Timides signes de stabilisation, reprise poussive ?

Gita Gopinath

Dans l’édition des Perspectives de l’économie mondiale d’octobre dernier, nous décrivions l’économie mondiale comme étant en proie à un ralentissement synchronisé et à des risques de dégradation croissants qui pourraient faire dérailler davantage la croissance. Depuis lors, certains risques se sont partiellement dissipés avec l’annonce de la première phase d’un accord commercial entre les États-Unis et la Chine et une diminution de la probabilité d’un Brexit dur. La politique monétaire a continué de soutenir la croissance et de favoriser des conditions financières avantageuses. Cette évolution révèle à présent des signes timides de possible stabilisation de la croissance mondiale, bien qu’à des niveaux modérés.

Dans cette mise à jour des Perspectives de l’économie mondiale, nous prévoyons que la croissance mondiale s’accélèrera légèrement, passant de 2,9 % en 2019 à 3,3 % en 2020, puis à 3,4 % en 2021. La légère révision à la baisse de 0,1 point de pourcentage pour 2019 et 2020 et de 0,2 point de pourcentage pour 2021 est due en grande partie aux réévaluations à la baisse concernant l’Inde. La reprise prévue de la croissance mondiale reste incertaine. Elle continue de dépendre du redressement de pays émergents qui connaissent des difficultés et affichent des résultats médiocres, tandis que la croissance des pays avancés se stabilise autour des niveaux actuels.

Certains signes préliminaires indiquent que le recul du secteur manufacturier et du commerce pourrait avoir atteint son point le plus bas. Cela s’explique en partie par une amélioration dans le secteur de l’automobile, à mesure que les perturbations dues aux nouvelles normes d’émission commencent à s’estomper. La première phase de l’accord commercial entre les États-Unis et la Chine, si elle se révèle durable, devrait réduire les effets néfastes cumulés des tensions commerciales sur le PIB mondial de 0,8 % à 0,5 % d’ici à la fin de l’année 2020.

Le secteur des services poursuit son expansion, grâce à la résilience des dépenses de consommation, appuyées par une croissance soutenue des salaires. Le relâchement monétaire presque synchronisé dans les grandes puissances économiques a soutenu la demande et a contribué, selon les estimations, à hauteur de 0,5 point de pourcentage à la croissance mondiale en 2019 et en 2020.  

Dans les pays avancés, la croissance devrait légèrement ralentir, passant de 1,7 % en 2019 à 1,6 % en 2020 et 2021. Les pays qui dépendent des exportations, comme l’Allemagne, devraient bénéficier de l’amélioration de la demande extérieure, tandis que la croissance américaine devrait ralentir à mesure que les effets des mesures de relance budgétaire s’estompent.

**OBJECTIF**
Rédigez la suite du texte ci-dessus sur les perspectives de l'économie mondiale, à partir de sa dernière phrase. Le matériel qui suit provient d'une autre source.

**DONNÉES EXTRAITES**
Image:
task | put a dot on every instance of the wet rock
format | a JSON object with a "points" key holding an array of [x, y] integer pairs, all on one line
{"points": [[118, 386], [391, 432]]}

* * *

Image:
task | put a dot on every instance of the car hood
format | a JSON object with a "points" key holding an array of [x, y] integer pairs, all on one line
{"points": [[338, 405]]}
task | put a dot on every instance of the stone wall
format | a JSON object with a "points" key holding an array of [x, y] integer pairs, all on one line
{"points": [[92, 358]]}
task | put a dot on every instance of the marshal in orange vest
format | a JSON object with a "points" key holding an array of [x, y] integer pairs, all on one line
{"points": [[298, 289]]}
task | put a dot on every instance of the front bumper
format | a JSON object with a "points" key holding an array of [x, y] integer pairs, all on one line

**PRODUCTION ATTENDUE**
Pour les pays émergents et les pays en développement, nous prévoyons une accélération de la croissance de 3,7 % en 2019 à 4,4 % en 2020, puis à 4,6 % en 2021, soit une révision à la baisse de 0,2 point de pourcentage pour toutes les années. Cette révision est principalement due à la situation en Inde, où la croissance s’est fortement ralentie en raison des tensions dans le secteur financier non bancaire et de la faible croissance des revenus dans les zones rurales. 

La croissance de la Chine a été révisée à la hausse de 0,2 point de pourcentage, à la suite de la conclusion de l’accord commercial avec les États-Unis, et devrait donc être de 6 % en 2020.

La reprise de la croissance mondiale pour 2020 reste très incertaine car elle dépend d’une accélération de la croissance dans des pays en difficulté comme l’Argentine, l’Iran et la Turquie, et dans des pays émergents dont les résultats sont insuffisants comme le Brésil, l’Inde et le Mexique.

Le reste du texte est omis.